**PROBLEM DETAILS**
Extend the piece on British farming and food miles with the passage that comes next after its final line.

**TEXT UNDER STUDY**
____

Or does "my brother" farm in the next door parish (or deanery)? Or does he grow rice in India, or coffee in Kenya, or bananas in Latin America?

Foot & Mouth Disease - Thank God it's over! We were not sure of that this time last year. But it has left a devastating legacy. Some farmers are getting back into business, with hard work and high hopes. But the Chairman of Gloucestershire N.F.U. tells me that others are cracking up, because of the drudgery of their work load, incomes that cannot match their outlay, pressures on marriage and family.

And Why?
  • 1. The Strong Pound makes imported foods so much cheaper.

  • 2. "Food Awakening" and Fair Trade. This leaflet was prepared during the F & M epidemic, but it is just as pertinent now. (Copies available from the Arthur Rank Centre, Stoneleigh, Warks CV8 2LZ. at 7p per copy.)
    An Argentinian beef farmer earns less than $1 a day. We may be getting cheap quality meat at a cheap price (from a land where, incidently, F & M is endemic), but neither he nor we gain from the deal. It is the exporters there and the importers here who rake in the profits.

  • 3. The "Little Red Tractor". The logo and its meaning are in "Recipes for Spring and Summer" (free from N.F.U.).
    Tell people to look for the Red Tractor on products in supermarkets. It isn't a guarantee that the product was reared or grown in the U.K., but it is a sign that animals have been treated and crops grown to agreed U.K. and E.U. standards.

  • 4. Food Miles - The Real Cost of Transport.
    According to a recent piece of research, to transport 1 kilogramme of goods for 1 mile consumes megajoules of energy at the following rates:-

    • by lorry:- 1 kilo per mile consumes 0.2 mj. (megajoules)
    • by ship:- 1 kilo per mile consumes 1.0 mj.
    • by air:- 1 kilo per mile consumes 26.0 mj.
  • Therefore - by lorry:
    • 1 kilo of beans, sprouts, plums from Evesham to Cheltenham or Gloucester - a journey of 20 miles = 4 mj. per kilo.
    • by lorry: 1 kilo of broccoli or strawberries from Spain - 700 miles = 140 mj. per kilo.
    • by ship: 1 kilo of lamb or apples from New Zealand - 11,700 m. = 11,700 mj. per kilo.
    • by air: 1 kilo of mangetout from Zambia - 5,000 miles = 130,000 mj. per kilo.
      [These figures have been questioned but have been verified as " Energy cost due to transport megajoules perkg/mile:- lorry 0.2; ship 1.0; plane 26.". Another way is to look at the number of energy units used per method of transport in relation to food energy .See Energy use. If anyone has any other confirmed figures we would be pleased to know.Ed.]

  • 5. The Cost in Human Lives??

____

Saved entries:
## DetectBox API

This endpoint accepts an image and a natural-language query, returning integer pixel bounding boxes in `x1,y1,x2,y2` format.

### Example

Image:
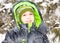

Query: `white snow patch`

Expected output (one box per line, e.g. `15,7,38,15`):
0,34,6,43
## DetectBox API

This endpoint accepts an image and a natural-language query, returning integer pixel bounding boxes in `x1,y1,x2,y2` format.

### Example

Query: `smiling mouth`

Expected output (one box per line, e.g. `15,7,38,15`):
26,20,32,22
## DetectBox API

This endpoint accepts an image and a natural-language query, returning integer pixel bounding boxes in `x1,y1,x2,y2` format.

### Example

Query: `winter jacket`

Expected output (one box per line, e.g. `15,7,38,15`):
2,2,49,43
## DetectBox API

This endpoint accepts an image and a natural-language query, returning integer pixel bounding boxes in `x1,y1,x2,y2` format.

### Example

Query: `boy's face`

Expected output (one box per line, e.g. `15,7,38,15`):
21,11,34,23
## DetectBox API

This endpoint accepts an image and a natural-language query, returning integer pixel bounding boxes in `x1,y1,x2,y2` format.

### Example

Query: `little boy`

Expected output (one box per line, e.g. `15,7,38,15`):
2,1,49,43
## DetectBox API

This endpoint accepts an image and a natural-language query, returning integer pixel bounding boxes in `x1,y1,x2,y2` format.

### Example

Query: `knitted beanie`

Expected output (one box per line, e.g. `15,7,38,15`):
16,6,34,23
17,6,33,15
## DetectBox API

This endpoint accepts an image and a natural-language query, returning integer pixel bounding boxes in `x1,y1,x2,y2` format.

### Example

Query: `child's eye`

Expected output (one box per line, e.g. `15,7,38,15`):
23,15,26,16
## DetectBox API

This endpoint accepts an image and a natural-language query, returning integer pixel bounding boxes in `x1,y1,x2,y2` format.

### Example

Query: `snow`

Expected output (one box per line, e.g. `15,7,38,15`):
0,34,6,43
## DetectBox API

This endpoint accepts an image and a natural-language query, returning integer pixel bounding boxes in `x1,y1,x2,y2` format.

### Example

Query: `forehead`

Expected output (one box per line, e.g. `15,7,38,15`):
23,11,33,14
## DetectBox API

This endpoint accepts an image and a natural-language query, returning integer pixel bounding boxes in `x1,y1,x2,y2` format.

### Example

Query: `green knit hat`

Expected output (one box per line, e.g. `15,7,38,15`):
17,6,33,15
16,6,33,23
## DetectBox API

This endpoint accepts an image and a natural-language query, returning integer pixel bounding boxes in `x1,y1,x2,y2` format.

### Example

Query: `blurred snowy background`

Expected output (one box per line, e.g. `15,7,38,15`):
0,0,60,43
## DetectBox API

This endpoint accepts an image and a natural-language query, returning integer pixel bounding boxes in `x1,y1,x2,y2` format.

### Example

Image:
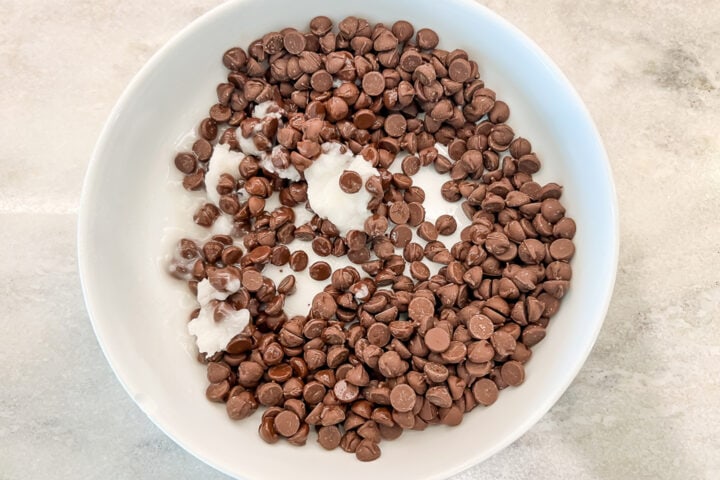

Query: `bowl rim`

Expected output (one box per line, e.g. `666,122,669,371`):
76,0,620,478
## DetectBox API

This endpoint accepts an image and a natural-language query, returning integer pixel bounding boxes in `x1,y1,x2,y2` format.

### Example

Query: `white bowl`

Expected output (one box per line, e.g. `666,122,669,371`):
78,0,618,480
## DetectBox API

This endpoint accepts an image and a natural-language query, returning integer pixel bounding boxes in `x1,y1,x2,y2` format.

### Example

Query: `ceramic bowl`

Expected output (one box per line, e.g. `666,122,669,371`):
78,0,618,480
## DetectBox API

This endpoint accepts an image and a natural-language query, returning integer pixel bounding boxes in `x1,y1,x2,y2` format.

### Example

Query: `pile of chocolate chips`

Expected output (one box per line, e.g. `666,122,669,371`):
169,16,575,461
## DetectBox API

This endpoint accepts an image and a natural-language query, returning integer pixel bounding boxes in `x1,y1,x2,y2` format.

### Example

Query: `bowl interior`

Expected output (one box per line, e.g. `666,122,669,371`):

____

**ANSWER SECTION**
    Who can say? But look at the 'Country of Origin' on the cling-film wrapped packets on supermarket shelves.
    Today Zambia is one of the countries in Southern Africa stricken by drought and famine. How is it that we can buy irrigated crops of mangetout and French beans from Zambia, while there is no water for their own staple crops and they will soon face death by starvation?
    What are we doing to the people of Zambia?
    What are we doing to our own farmers by buying unnecessarily from abroad?
    What are we doing for our grandchildren, as we burn up the world's resources and destroy its atmosphere?

Harvest Services:

Plenty to be thinking and praying about.

Can you invite a farmer to be interviewed in the service, to say what sort of a year he has had, and his hopes and prayers for the next 12 months?

Many farmers are still struggling. Pray for the work of Gloucestershire Farming Friends.

Harvest Suppers:

Can your good caterers take up the challenge -

  • (1) To create menus of locally produced food? It really is the freshest, tastiest, and most nutritious - (and traceable to its source if you do have a complaint). The leaflet "Where To Find ..." of Gloucestershire Farmers' Markets can help you and your caterers to source local food. (available from their Stroud Office.) Encourage the support of Farmers' Markets by all your people, and all year round.

  • (2) To supplement menus with "fair-traded" products? (N.B. in a 'Which?' survey about 2 years ago, coffee produced by Cafe Direct was given a rating above all the major brands.)

Happy Harvests! And God bless you,

©2002 David Green

David Green was Rural Adviser, Gloucester Diocese. He is now working in Tabora, Tanzania.